■ **Aim**
Identify each line below that contains the string "wheel" and copy it in full, treating uppercase and lowercase letters as distinct.

■ **Exercise materials**
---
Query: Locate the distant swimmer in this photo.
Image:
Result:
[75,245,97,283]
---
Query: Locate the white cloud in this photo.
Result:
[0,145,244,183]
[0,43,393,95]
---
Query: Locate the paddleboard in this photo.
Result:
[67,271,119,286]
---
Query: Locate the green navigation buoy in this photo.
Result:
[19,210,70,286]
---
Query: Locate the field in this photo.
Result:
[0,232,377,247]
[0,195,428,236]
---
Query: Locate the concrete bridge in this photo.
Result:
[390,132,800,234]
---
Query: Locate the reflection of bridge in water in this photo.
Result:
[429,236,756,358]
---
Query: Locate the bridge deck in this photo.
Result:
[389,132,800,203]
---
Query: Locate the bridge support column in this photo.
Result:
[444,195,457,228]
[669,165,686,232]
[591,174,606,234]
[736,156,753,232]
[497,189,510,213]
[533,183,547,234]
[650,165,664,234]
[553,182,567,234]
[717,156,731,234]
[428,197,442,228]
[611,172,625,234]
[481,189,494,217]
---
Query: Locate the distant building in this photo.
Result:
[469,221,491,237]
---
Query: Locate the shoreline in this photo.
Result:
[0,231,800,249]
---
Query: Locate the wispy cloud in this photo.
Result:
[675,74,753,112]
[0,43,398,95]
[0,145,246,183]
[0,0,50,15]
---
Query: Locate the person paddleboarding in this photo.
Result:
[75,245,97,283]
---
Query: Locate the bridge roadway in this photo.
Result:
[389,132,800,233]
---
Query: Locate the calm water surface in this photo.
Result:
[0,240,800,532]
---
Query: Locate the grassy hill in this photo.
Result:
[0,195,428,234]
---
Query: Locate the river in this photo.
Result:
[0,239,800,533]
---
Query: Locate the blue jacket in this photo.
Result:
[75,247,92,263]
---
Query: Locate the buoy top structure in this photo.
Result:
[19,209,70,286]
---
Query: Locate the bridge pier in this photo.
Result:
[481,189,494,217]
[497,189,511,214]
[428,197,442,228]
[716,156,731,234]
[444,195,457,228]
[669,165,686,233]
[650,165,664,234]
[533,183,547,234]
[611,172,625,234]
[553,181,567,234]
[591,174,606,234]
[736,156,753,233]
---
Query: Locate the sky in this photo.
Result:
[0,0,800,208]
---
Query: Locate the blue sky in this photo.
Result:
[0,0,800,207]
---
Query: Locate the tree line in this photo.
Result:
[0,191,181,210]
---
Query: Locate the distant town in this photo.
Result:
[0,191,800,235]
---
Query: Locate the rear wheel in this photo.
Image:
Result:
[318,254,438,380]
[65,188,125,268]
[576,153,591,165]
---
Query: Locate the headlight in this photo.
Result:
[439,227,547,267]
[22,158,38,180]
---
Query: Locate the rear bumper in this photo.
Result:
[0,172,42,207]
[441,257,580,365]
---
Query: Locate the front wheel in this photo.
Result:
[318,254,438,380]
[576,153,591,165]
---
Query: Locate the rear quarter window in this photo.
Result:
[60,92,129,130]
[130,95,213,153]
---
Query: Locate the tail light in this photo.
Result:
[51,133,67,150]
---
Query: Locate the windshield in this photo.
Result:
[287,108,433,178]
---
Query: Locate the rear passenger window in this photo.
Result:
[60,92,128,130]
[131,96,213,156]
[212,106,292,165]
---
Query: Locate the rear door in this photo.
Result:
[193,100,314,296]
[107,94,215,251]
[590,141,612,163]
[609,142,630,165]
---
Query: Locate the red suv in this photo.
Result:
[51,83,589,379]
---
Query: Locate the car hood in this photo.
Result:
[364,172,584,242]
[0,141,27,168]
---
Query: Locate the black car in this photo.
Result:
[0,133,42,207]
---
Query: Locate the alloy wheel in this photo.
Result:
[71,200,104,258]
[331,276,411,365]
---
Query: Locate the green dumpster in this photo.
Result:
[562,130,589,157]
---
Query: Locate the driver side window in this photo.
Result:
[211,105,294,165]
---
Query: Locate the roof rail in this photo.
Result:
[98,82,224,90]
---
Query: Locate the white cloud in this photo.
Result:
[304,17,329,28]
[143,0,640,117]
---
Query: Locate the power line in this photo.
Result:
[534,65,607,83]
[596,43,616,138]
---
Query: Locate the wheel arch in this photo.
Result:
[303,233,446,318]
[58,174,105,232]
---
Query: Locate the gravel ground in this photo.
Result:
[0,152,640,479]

■ **Output**
Query: Locate the rear wheel in this photo.
Query: Locate the front wheel in this photo.
Query: Locate the alloy wheel in this photo.
Query: Locate the wheel arch in this photo.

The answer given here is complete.